— Work request —
All entries are to be quoted exactly; the images stay out of the copy.

***** Material provided *****

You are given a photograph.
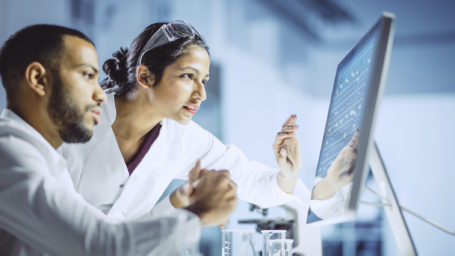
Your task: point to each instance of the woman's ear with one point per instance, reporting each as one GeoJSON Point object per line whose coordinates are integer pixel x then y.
{"type": "Point", "coordinates": [144, 77]}
{"type": "Point", "coordinates": [36, 78]}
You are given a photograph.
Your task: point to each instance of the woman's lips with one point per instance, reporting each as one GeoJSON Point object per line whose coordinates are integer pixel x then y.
{"type": "Point", "coordinates": [191, 108]}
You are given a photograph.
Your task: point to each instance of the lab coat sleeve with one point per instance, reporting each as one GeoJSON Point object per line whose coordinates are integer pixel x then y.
{"type": "Point", "coordinates": [256, 182]}
{"type": "Point", "coordinates": [50, 217]}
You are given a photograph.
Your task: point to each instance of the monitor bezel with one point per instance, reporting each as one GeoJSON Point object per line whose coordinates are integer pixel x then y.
{"type": "Point", "coordinates": [377, 81]}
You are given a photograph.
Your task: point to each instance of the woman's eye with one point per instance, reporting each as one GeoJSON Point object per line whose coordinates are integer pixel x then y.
{"type": "Point", "coordinates": [188, 76]}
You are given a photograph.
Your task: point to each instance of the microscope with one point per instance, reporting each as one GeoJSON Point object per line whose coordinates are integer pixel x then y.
{"type": "Point", "coordinates": [307, 238]}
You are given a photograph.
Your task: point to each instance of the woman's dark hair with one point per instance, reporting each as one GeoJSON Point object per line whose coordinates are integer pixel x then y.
{"type": "Point", "coordinates": [121, 68]}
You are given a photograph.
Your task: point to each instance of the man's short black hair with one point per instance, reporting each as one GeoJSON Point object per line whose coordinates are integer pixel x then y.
{"type": "Point", "coordinates": [42, 43]}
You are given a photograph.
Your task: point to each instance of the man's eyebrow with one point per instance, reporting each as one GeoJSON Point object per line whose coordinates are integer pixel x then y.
{"type": "Point", "coordinates": [95, 70]}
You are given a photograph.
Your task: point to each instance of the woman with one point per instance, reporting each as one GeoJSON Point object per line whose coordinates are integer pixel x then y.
{"type": "Point", "coordinates": [146, 137]}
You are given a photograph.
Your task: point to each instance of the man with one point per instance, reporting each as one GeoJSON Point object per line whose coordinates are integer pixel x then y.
{"type": "Point", "coordinates": [50, 76]}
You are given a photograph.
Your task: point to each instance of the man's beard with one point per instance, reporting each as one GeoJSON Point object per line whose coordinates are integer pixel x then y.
{"type": "Point", "coordinates": [66, 115]}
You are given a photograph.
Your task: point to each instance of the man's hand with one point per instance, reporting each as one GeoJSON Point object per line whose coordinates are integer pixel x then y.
{"type": "Point", "coordinates": [214, 197]}
{"type": "Point", "coordinates": [287, 154]}
{"type": "Point", "coordinates": [340, 172]}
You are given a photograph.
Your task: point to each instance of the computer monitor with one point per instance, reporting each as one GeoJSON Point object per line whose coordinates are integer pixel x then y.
{"type": "Point", "coordinates": [348, 138]}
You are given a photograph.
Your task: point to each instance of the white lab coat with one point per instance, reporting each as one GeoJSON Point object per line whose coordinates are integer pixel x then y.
{"type": "Point", "coordinates": [42, 214]}
{"type": "Point", "coordinates": [101, 176]}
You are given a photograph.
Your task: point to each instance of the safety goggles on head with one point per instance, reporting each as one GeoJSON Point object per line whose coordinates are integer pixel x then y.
{"type": "Point", "coordinates": [167, 33]}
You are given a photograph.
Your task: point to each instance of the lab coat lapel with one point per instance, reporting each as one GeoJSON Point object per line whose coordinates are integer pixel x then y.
{"type": "Point", "coordinates": [147, 180]}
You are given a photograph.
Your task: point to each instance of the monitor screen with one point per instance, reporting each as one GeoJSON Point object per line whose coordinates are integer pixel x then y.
{"type": "Point", "coordinates": [343, 165]}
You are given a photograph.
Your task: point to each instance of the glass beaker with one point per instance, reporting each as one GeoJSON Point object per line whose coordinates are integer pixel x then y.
{"type": "Point", "coordinates": [273, 242]}
{"type": "Point", "coordinates": [238, 243]}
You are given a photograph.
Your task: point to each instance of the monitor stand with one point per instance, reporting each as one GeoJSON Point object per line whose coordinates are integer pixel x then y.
{"type": "Point", "coordinates": [392, 208]}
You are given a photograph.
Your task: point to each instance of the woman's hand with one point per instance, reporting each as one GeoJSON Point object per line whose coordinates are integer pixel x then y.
{"type": "Point", "coordinates": [340, 172]}
{"type": "Point", "coordinates": [287, 154]}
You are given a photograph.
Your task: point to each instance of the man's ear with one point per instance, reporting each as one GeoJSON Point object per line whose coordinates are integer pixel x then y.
{"type": "Point", "coordinates": [36, 78]}
{"type": "Point", "coordinates": [144, 77]}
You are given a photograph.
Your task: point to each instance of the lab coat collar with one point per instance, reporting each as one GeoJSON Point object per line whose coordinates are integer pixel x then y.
{"type": "Point", "coordinates": [20, 124]}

*****

— Response area —
You are given a photograph.
Your task: point to each instance of the woman's ear with one point per instance, reporting each as one GeoJSON Point object per line whose coordinates are integer pixel x then y.
{"type": "Point", "coordinates": [144, 77]}
{"type": "Point", "coordinates": [36, 78]}
You are given a photograph.
Your task: point to each instance of the woman's lips with one point per instance, reporting each as one GeoJSON Point object per line whose coordinates are integer pixel x then y.
{"type": "Point", "coordinates": [191, 108]}
You are given a photograph.
Your task: point to each instance of the lab coat sleeve with one point per instance, reporting each as one GeoJSON Point object per line whose coordinates are integer pixel x then y.
{"type": "Point", "coordinates": [256, 182]}
{"type": "Point", "coordinates": [50, 217]}
You are given a photograph.
Your task: point to each instance of the monitor bezel with one point per instance, reporting each as one GeoJSON Point object per line whose coordinates are integer pixel x then y.
{"type": "Point", "coordinates": [377, 81]}
You are given a photograph.
Your task: point to each instance of the woman's eye with one point per instance, reporting each as one GeoJSON Point object per line whose coordinates are integer pixel x then y.
{"type": "Point", "coordinates": [188, 76]}
You are given a photograph.
Your task: point to each instance of the microscope with one point per instance, reporting each as one GeoJSON Point object per line whose coordinates are integer pixel x then y.
{"type": "Point", "coordinates": [307, 238]}
You are given a photograph.
Your task: point to each instance of the woman's dark hair with one point per instance, reporting each as one GeoJSON Point object per line whose coordinates are integer pixel x then y.
{"type": "Point", "coordinates": [121, 68]}
You are given a photograph.
Your task: point to each instance of the man's short black hair with one point per instance, reporting each as one GeoJSON Point object per line whose coordinates are integer pixel x then y.
{"type": "Point", "coordinates": [42, 43]}
You are given a photograph.
Your task: point to each instance of the man's eyebrow with one point per instance, reporting each as one GeoJSON Point object per line whose coordinates are integer pixel x then y.
{"type": "Point", "coordinates": [95, 70]}
You are given a photograph.
Your task: point to each instance of the woman with one point per instance, reporting each as one GeoJSON Point object per line whose coordinates are integer pixel x then y.
{"type": "Point", "coordinates": [146, 137]}
You are given a photograph.
Your task: point to each instance of the man with one point per instance, reporting each as one GeoJSON Point object per line whose coordinates are integer pixel x then y.
{"type": "Point", "coordinates": [50, 76]}
You are given a photograph.
Your task: point to each instance of the man's beard with one point per instance, reporting each as one GeoJSON Point object per line whose coordinates are integer pixel x then y.
{"type": "Point", "coordinates": [66, 115]}
You are given a photograph.
Your task: point to each instance of the man's hand with one point per instance, reporting each as one GeoJSON Point object per line whose coordinates are integer pixel x then y.
{"type": "Point", "coordinates": [214, 197]}
{"type": "Point", "coordinates": [287, 154]}
{"type": "Point", "coordinates": [340, 172]}
You are given a photograph.
Your task: point to each instance of the computer monitor with one point per instance, reporting each as one GeoJSON Point object per line whose coordinates are integer pixel x then y.
{"type": "Point", "coordinates": [348, 138]}
You are given a photograph.
Your task: point to each instance of the white lab coat with one point per instance, reporting each as one GeoJSON Point object per line whose coordinates are integer pixel x then y.
{"type": "Point", "coordinates": [42, 214]}
{"type": "Point", "coordinates": [101, 176]}
You are given a photograph.
Your task: point to each instance of the safety goggles on head with one point per instance, reporting each as one GeoJSON Point object per line whose coordinates are integer pixel x then y.
{"type": "Point", "coordinates": [167, 33]}
You are given a photograph.
Your task: point to each instance of the lab coat lapel with one point per instance, reporting each as one GeoJSON Point object per line whose coordinates are integer pixel x then y.
{"type": "Point", "coordinates": [147, 180]}
You are given a photograph.
Your task: point to each instance of the monitor screen with one point per instance, reporting each as one GeoJSON Point object per line whose coordinates are integer pixel x then y.
{"type": "Point", "coordinates": [343, 165]}
You are given a photograph.
Your task: point to each instance of the glass beaker with one point per instance, reporting each as one GeoJSON Point object per line whose coordinates are integer pixel x then y.
{"type": "Point", "coordinates": [273, 242]}
{"type": "Point", "coordinates": [238, 243]}
You are given a photograph.
Your task: point to each instance of the monitor stand with one point per instance, reporting each as one GeoJSON Point object per line whose coordinates are integer pixel x then y.
{"type": "Point", "coordinates": [392, 208]}
You are given a photograph.
Your task: point to each instance of the woman's hand with one point per instance, reporting each as one GeoJSON Point object per line whose coordinates are integer pixel x then y.
{"type": "Point", "coordinates": [340, 172]}
{"type": "Point", "coordinates": [287, 154]}
You are given a photograph.
Your task: point to each instance of the man's ear with one point per instance, reporting each as one GeoJSON Point object per line whose coordinates are integer pixel x then y.
{"type": "Point", "coordinates": [36, 78]}
{"type": "Point", "coordinates": [144, 77]}
You are given a photograph.
Your task: point to each instance of the lab coat collar with one point per instance, reporting each as one GeoJSON Point object per line whose coordinates are integer pixel x then y.
{"type": "Point", "coordinates": [20, 124]}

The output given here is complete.